[GIVEN DATA]

·····

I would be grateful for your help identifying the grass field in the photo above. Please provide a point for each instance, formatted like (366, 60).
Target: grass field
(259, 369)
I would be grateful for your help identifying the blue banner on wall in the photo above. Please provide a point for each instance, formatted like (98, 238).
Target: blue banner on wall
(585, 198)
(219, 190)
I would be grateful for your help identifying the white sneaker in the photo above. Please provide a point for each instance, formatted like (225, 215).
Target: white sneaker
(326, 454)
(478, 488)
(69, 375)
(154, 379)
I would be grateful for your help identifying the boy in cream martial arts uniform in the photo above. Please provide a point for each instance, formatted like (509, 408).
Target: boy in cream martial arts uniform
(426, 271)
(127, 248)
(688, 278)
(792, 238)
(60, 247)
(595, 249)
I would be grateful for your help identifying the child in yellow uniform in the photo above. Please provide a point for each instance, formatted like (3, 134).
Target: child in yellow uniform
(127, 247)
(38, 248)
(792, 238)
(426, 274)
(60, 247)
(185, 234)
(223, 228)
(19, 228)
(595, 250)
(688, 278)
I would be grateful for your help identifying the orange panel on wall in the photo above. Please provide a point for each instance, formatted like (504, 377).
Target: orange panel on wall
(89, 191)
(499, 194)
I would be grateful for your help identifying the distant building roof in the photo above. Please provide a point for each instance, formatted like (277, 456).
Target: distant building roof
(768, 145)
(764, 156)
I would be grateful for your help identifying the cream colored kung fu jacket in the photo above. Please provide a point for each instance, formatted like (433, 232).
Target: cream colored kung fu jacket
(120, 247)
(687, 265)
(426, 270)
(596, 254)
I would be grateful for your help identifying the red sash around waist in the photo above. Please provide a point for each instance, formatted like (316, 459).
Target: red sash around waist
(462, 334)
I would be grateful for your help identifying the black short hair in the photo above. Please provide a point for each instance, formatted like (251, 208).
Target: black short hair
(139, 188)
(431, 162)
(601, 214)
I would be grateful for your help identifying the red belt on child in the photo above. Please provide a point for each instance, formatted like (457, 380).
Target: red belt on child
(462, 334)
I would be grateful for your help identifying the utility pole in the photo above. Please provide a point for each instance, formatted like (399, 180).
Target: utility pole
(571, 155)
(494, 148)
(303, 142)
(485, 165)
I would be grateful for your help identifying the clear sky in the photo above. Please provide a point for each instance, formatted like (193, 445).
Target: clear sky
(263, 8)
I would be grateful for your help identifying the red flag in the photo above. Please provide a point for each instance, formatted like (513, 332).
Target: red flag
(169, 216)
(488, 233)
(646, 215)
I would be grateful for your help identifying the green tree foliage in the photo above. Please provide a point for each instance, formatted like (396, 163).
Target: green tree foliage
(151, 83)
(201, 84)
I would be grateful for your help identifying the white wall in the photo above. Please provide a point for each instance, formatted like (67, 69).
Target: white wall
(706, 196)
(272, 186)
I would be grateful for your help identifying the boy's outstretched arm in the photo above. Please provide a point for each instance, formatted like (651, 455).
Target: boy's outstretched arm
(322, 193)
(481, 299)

·····

[ACTIVITY] The records above need to be written out once more, exactly.

[WORKED SOLUTION]
I would be grateful for your help identifying the grass field in the photo above. Please provide a point for each instance, formatted like (366, 60).
Target: grass field
(259, 369)
I would be grateful for your help identifying the blue banner on wall in the photo above. Please provide a point for each instance, formatted like (98, 238).
Target: blue banner on wall
(585, 198)
(219, 190)
I would be grateful for your help identifying the white sneaker in the photo above. Please provide a point for each instance, formatted like (225, 215).
Target: white sneaker
(326, 454)
(478, 488)
(69, 375)
(154, 379)
I would be grateful for your help identifying the boy in cream martial arts uniform in the photo above. Please provide a point for each instance, formatted like (509, 408).
Target: boy in cream martial arts uniform
(426, 271)
(127, 248)
(688, 278)
(792, 238)
(60, 247)
(595, 249)
I would be grateful for your help identifying the child in yellow uniform in the photo above. Please provide a point for each instance, formatted like (3, 134).
Target: child in yellow uniform
(127, 247)
(38, 248)
(792, 238)
(426, 274)
(60, 247)
(185, 234)
(223, 228)
(19, 228)
(595, 250)
(688, 278)
I would be grateful for your help identifying the orange panel on wall in the photo above. Please provide a point for each instance, formatted like (504, 377).
Target: orange panel on wall
(89, 191)
(499, 194)
I would be grateful for your help identifying the distant building roof in the photo above. Please provide a point for each instance, formatted like (277, 456).
Target: distant building roof
(768, 145)
(764, 156)
I would be grateful for your help identifying the cream colored kung fu jacket in the photo above. Please provide a point for each instance, formatted like (433, 232).
Target: cream colored kung fu jacket
(120, 247)
(687, 265)
(426, 270)
(596, 254)
I would be grateful for your help identifying the red sash around waist in the photo above. Please provide a point for each instance, formatted like (316, 459).
Target: red sash around waist
(462, 334)
I would be grateful for your help identifying the black short hair in the photo above. Please provide a point for each instance, formatted like (251, 208).
Target: black short hair
(139, 188)
(431, 162)
(601, 214)
I would be grateful for your help identifying the red belt on child in the photo above. Please provide a point for each instance, formatted like (457, 380).
Target: red belt on child
(462, 334)
I would be grateful for your help identifying the utility pole in the photo above. Please provide a point for each instance, formatted like (399, 180).
Target: utility pole
(571, 155)
(494, 148)
(303, 142)
(485, 165)
I would be grateful for your help identifying the clear sky in the photo above. Please provide a point for each instance, formatted like (193, 445).
Target: clear sky
(263, 8)
I would be grateful for your help identifying the red flag in the photo above. Please provide a point for each instance, formatted like (513, 332).
Target: red flag
(169, 216)
(488, 233)
(646, 215)
I would be grateful for your help identifying the green tree foliage in the photo above. Please provide a point for each instance, formatted like (396, 163).
Target: green tree foliage
(151, 83)
(201, 84)
I would be grateful for your help identifying the white wall in the photo above. Please provide a point for each instance, formatted like (67, 69).
Target: white wall
(706, 196)
(272, 186)
I would be grateful for your help identifying the boy's outstretched arm in the photo above. Please provide a point for each instance, formatted like (651, 455).
Target: boy's outstretched arm
(322, 193)
(481, 299)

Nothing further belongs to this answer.